## Your assignment
Across the lines of the records below, how many have the string "asphalt" in them? Answer with the number alone.
^^^^
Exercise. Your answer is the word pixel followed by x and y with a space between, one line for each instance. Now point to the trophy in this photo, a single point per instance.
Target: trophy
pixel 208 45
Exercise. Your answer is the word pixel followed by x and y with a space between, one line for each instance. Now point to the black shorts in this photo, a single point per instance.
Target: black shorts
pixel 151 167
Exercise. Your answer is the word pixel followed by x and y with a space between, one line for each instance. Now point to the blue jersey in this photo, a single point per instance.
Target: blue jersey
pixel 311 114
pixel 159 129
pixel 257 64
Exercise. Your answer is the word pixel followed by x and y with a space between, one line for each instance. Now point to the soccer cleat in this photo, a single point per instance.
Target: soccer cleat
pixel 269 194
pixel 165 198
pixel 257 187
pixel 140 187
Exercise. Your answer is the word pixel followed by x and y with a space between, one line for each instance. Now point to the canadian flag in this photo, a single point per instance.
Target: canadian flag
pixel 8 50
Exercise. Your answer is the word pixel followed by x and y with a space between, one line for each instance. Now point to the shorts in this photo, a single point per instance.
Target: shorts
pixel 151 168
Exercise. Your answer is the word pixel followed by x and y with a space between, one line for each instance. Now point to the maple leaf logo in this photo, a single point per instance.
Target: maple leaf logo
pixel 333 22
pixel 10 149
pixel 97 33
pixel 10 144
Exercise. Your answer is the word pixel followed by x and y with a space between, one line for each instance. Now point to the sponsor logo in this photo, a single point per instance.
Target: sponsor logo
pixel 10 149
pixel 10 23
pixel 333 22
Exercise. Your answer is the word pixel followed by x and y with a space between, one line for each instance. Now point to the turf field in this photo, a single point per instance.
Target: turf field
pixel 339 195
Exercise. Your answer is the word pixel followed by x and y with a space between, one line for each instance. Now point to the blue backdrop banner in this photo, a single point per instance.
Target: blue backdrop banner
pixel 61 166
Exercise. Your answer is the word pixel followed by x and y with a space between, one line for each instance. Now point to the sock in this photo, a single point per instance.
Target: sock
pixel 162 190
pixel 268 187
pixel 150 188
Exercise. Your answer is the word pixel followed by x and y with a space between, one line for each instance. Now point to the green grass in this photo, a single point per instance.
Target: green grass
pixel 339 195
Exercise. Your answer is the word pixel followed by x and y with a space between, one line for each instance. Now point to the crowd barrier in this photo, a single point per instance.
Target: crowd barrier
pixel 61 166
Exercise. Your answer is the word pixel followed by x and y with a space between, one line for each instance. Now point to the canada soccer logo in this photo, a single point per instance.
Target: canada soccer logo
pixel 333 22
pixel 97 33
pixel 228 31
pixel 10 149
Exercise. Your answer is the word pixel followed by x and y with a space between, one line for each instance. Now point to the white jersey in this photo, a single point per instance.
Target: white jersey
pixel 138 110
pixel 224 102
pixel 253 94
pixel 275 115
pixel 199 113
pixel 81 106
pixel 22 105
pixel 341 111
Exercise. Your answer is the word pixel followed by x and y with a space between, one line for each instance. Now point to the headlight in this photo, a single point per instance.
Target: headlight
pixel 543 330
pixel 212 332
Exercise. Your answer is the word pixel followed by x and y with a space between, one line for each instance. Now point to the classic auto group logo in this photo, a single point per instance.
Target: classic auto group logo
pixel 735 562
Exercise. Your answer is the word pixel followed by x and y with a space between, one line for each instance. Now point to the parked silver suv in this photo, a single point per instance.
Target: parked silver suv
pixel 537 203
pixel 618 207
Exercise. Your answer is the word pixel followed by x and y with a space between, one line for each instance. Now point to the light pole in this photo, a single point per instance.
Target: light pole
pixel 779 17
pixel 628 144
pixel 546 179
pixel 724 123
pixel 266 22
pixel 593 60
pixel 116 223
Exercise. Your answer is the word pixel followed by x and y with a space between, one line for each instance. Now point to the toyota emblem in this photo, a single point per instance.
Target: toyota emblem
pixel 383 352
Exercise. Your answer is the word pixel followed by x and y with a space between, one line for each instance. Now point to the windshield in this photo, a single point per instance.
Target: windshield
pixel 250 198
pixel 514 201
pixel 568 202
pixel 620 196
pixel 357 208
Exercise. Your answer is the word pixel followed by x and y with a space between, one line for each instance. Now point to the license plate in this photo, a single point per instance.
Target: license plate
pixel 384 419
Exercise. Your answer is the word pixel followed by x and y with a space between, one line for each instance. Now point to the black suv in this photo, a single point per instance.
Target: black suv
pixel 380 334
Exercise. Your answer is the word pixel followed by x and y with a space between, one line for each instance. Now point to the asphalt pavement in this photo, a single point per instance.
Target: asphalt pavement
^^^^
## Reply
2